**Problem to solve:**
Each record must be reproduced exactly as it is shown.

**Extracted records:**
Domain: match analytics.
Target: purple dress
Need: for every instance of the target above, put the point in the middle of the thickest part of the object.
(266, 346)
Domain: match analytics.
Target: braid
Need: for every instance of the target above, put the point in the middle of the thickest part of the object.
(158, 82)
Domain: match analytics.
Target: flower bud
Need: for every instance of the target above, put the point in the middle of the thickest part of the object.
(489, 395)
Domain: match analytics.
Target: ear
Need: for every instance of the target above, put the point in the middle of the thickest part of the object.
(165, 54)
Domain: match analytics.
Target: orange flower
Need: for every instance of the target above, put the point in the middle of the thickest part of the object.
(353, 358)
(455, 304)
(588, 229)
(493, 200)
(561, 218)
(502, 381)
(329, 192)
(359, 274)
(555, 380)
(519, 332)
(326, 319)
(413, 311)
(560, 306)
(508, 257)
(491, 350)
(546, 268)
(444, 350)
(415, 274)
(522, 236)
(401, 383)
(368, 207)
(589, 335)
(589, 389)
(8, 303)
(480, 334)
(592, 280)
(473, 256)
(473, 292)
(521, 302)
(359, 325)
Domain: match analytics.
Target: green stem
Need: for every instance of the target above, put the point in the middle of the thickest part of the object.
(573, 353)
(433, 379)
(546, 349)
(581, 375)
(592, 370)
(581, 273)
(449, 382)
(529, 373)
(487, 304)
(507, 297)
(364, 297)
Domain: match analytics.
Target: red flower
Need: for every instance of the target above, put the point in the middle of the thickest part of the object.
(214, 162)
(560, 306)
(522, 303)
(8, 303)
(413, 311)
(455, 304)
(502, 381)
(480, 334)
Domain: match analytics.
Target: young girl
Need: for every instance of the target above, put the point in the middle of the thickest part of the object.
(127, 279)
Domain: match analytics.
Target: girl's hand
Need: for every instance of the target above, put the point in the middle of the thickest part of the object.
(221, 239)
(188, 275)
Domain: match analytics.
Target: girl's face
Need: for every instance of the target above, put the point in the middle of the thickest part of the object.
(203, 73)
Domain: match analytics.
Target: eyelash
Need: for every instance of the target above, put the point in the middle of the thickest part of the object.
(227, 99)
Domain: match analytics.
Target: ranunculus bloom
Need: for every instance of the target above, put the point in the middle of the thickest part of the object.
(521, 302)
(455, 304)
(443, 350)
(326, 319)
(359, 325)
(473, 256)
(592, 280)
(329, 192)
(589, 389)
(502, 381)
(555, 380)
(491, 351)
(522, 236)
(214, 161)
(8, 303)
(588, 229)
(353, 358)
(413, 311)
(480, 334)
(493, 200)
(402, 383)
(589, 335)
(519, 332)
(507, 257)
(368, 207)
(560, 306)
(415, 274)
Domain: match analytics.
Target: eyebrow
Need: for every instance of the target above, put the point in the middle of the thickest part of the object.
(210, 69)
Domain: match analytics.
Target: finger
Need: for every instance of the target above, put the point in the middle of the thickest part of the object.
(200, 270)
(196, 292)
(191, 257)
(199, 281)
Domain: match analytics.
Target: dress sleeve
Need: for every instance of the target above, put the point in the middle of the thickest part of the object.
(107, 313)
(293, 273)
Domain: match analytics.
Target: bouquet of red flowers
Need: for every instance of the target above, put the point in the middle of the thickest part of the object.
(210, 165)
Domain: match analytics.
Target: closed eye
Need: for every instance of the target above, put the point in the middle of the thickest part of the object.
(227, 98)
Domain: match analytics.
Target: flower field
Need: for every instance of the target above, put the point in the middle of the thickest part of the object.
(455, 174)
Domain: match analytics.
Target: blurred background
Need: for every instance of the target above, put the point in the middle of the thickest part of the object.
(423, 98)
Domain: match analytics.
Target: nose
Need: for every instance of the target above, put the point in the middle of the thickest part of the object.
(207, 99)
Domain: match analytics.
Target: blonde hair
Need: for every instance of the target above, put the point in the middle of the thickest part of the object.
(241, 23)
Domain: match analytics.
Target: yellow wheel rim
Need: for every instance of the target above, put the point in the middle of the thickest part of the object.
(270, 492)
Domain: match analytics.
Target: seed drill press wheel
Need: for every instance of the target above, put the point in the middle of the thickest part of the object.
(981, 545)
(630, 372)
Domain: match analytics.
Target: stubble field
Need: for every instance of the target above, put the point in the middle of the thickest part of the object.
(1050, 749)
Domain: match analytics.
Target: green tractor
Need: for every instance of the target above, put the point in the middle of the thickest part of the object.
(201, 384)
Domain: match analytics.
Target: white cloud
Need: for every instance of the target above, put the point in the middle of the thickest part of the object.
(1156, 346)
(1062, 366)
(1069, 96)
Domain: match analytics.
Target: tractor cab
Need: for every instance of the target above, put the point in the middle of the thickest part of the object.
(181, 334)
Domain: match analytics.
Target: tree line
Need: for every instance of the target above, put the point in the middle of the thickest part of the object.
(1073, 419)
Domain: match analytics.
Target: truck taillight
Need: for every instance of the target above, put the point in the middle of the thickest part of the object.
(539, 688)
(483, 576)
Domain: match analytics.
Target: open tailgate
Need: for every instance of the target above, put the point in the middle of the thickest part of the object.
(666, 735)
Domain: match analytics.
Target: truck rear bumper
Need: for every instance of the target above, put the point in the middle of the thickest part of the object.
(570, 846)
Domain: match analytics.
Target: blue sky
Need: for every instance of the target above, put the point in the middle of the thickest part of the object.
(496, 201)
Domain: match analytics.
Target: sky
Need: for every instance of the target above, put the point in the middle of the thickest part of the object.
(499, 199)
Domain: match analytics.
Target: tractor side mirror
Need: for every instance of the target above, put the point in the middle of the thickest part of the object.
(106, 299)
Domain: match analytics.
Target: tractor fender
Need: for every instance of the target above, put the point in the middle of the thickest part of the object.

**Exercise answer:**
Domain: match analytics.
Target: purple dress
Need: for every instance of the target above, put the point in the middle of the thickest part of the object.
(266, 346)
Domain: match analytics.
Target: braid
Need: for every instance of the target above, put the point in the middle of the thickest part of the object.
(158, 82)
Domain: match analytics.
Target: flower bud
Need: for every instance of the target above, put the point in the middle of the thickest part of the object.
(489, 395)
Domain: match analytics.
Target: ear
Need: for every instance of the target above, put the point in the middle of the thickest part of the object.
(165, 54)
Domain: match analytics.
Target: orange flower
Need: for every instance of the target above, put the point in the middle of the thickest part of the object.
(353, 358)
(455, 304)
(588, 229)
(493, 200)
(561, 218)
(502, 381)
(329, 192)
(359, 274)
(555, 380)
(519, 332)
(326, 319)
(413, 311)
(560, 306)
(508, 257)
(491, 350)
(546, 268)
(444, 350)
(415, 274)
(522, 236)
(401, 383)
(368, 207)
(589, 335)
(589, 389)
(8, 303)
(480, 334)
(592, 280)
(473, 256)
(473, 292)
(521, 302)
(359, 325)
Domain: match analytics.
Target: green stem
Need: for every instance of the target above, put the point in the middle of the thickest part of the object.
(573, 353)
(433, 379)
(546, 349)
(581, 375)
(592, 370)
(581, 273)
(449, 382)
(529, 373)
(487, 304)
(507, 297)
(364, 297)
Domain: match analytics.
Target: red flower
Need: for every instance of the target above, put the point in the middle of the thickest part of the object.
(214, 162)
(560, 306)
(522, 303)
(8, 303)
(413, 311)
(455, 304)
(502, 381)
(480, 334)
Domain: match analytics.
Target: young girl
Need: for every instance of the target above, put the point in the middle of the thickest part of the object.
(127, 279)
Domain: match analytics.
Target: girl's hand
Need: for every instance of the target above, put the point in the middle of the thickest part of the object.
(221, 239)
(188, 275)
Domain: match analytics.
Target: girl's face
Need: for every instance of the target above, put the point in the middle of the thickest part of the object.
(203, 73)
Domain: match analytics.
Target: eyelash
Need: for every instance of the target above, put the point in the middle of the thickest part of the object.
(227, 99)
Domain: match analytics.
Target: ranunculus bloom
Need: for every instance of the target above, put the point in the middle of the thickest part of the object.
(521, 302)
(455, 304)
(443, 350)
(326, 319)
(359, 325)
(473, 256)
(592, 280)
(329, 192)
(589, 389)
(502, 381)
(555, 380)
(491, 351)
(522, 236)
(214, 161)
(8, 303)
(588, 229)
(353, 358)
(413, 311)
(480, 334)
(493, 200)
(402, 383)
(589, 335)
(519, 332)
(507, 257)
(368, 207)
(560, 306)
(415, 274)
Domain: match analytics.
Target: eyebrow
Need: for every instance of the target above, put the point in the middle of the thickest part of the object.
(210, 69)
Domain: match analytics.
Target: finger
Need: for every instance of the target above, put the point in the middle of the thickest part of the object.
(200, 270)
(196, 292)
(191, 257)
(199, 281)
Domain: match analytics.
Target: dress sleeve
Need: for every instance of the target above, put the point in the middle of the thickest part of the object.
(107, 313)
(293, 273)
Domain: match analytics.
Target: bouquet of red flowers
Need: for every instance of the target above, put the point in the middle of the thickest part of the object.
(210, 165)
Domain: match analytics.
Target: closed eye
Need: for every instance of the target above, put the point in the middle of the thickest part of the object.
(227, 98)
Domain: match analytics.
Target: flower field
Need: for every instance of the target above, put the point in the middle of the thickest part of the object.
(455, 174)
Domain: match analytics.
Target: blurred background
Need: for every instance of the target above, put the point in the middle of the thickest part of the object.
(423, 98)
Domain: match analytics.
Target: nose
Need: for every instance of the target above, put the point in the middle of the thickest part of the object.
(207, 99)
Domain: match analytics.
Target: blonde hair
Need: for every instance of the target above, put the point in the middle of the thickest part of the object.
(241, 23)
Domain: match analytics.
Target: yellow wheel rim
Need: for every instance of the target above, put the point in the middle of the thickest part of the object.
(270, 492)
Domain: match analytics.
Target: seed drill press wheel
Need: for every instance of the target above, put the point in the middle of the thickest part of the object.
(981, 545)
(630, 372)
Domain: match analytics.
Target: stubble field
Need: for every instance of the target above, put the point in the middle of the thickest part of the object.
(1050, 749)
Domain: match analytics.
Target: green tractor
Need: for every instance of the target above, put the point in the middle of the thickest part of the object.
(201, 384)
Domain: match analytics.
Target: white cloud
Need: for every instance of the target above, put the point in the middle of the thickest part of the object.
(1156, 346)
(1062, 366)
(1069, 96)
Domain: match analytics.
Target: tractor cab
Need: for every instance of the target above, put the point in the middle of the thickest part of the object.
(181, 334)
Domain: match analytics.
Target: tree line
Need: for every instance of the target above, put the point in the middle of the thickest part of the object.
(1073, 419)
Domain: match analytics.
Target: truck taillight
Need: for every instance of the target above, put the point in the middle of the thickest part of the object.
(539, 688)
(483, 576)
Domain: match analytics.
Target: open tailgate
Need: for every instance of the target above, put the point in the middle of the thickest part of the object.
(666, 735)
Domain: match analytics.
Target: truck rear bumper
Need: for every instance of the target above, put the point in the middle of the thickest part of the object.
(570, 846)
Domain: match analytics.
Target: blue sky
Need: for every instance of the target above, put the point in the middle of the thickest part of the object.
(496, 201)
Domain: match analytics.
Target: sky
Need: for every instance of the target above, put the point in the middle of the thickest part of the object.
(499, 199)
Domain: match analytics.
Target: tractor side mirror
Need: for every instance of the target above, put the point in the middle of the thickest part of the object.
(106, 299)
Domain: match analytics.
Target: tractor fender
Need: for every instance of the target above, put the point in the middle of the thickest part of the object.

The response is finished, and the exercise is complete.